======== Entries shown

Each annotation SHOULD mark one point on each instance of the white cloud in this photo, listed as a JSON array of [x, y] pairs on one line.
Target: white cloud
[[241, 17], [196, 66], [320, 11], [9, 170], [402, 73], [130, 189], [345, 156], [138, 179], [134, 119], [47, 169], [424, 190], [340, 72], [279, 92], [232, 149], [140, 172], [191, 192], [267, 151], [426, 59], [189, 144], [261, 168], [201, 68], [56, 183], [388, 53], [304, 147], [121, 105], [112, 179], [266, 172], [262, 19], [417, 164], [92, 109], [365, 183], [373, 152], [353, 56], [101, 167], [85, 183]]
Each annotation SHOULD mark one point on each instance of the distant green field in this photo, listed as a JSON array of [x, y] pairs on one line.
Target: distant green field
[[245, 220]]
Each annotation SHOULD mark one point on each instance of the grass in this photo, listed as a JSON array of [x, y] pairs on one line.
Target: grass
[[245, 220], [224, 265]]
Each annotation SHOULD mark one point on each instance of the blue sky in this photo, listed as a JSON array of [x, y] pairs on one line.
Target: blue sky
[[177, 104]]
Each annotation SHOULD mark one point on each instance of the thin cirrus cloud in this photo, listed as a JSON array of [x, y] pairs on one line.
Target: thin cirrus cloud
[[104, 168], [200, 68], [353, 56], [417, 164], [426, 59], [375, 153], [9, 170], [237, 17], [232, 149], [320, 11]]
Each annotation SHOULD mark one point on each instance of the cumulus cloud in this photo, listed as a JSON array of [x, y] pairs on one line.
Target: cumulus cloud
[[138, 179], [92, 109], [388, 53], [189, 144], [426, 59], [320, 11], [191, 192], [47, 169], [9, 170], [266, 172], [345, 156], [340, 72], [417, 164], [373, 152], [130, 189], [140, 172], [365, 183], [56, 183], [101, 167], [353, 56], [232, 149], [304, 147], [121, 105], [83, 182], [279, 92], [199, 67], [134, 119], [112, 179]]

================

◆ What you have to do
Restate all of the material above exactly as written.

◆ Task response
Each annotation SHOULD mark one point on each instance of the white cloud in this photo, listed as a JSON array of [x, y] pairs on one line.
Target: white cloud
[[241, 17], [196, 66], [320, 11], [9, 170], [402, 73], [130, 189], [345, 156], [138, 179], [134, 119], [47, 169], [424, 190], [340, 72], [279, 92], [232, 149], [140, 172], [191, 192], [267, 151], [426, 59], [189, 144], [261, 168], [201, 68], [56, 183], [388, 53], [304, 147], [121, 105], [112, 179], [266, 172], [262, 19], [417, 164], [92, 109], [365, 183], [373, 152], [353, 56], [101, 167], [85, 183]]
Each annotation SHOULD mark one point on each instance of the distant green field in this photo, listed as a JSON array of [x, y] pairs on one line.
Target: distant green field
[[245, 220]]
Each annotation SHOULD mark one point on each instance of the grass in this photo, listed as a JSON array of [x, y] pairs on one line.
Target: grass
[[245, 220], [224, 265]]
Each annotation SHOULD mark one point on each instance of the blue sky in this photo, listed as a JSON array of [x, y] pairs on one line.
Target: blue sky
[[177, 104]]
Each annotation SHOULD mark one point on each instance of the thin cirrus cloud in this photo, listed as a JSON array of [x, y] pairs on one line.
Target: thin cirrus cloud
[[104, 168], [200, 68], [353, 56], [417, 164], [426, 59], [375, 153], [9, 170], [237, 17], [232, 149], [320, 11]]
Each annotation SHOULD mark one point on each instance of the cumulus cloud in this photo, listed as a JSON array of [x, y] pairs on one line.
Target: cumulus cloud
[[138, 179], [92, 109], [388, 53], [189, 144], [426, 59], [320, 11], [191, 192], [47, 169], [9, 170], [266, 172], [345, 156], [340, 72], [417, 164], [373, 152], [130, 189], [140, 172], [365, 183], [56, 183], [101, 167], [353, 56], [232, 149], [304, 147], [121, 105], [83, 182], [279, 92], [199, 67], [134, 119], [112, 179]]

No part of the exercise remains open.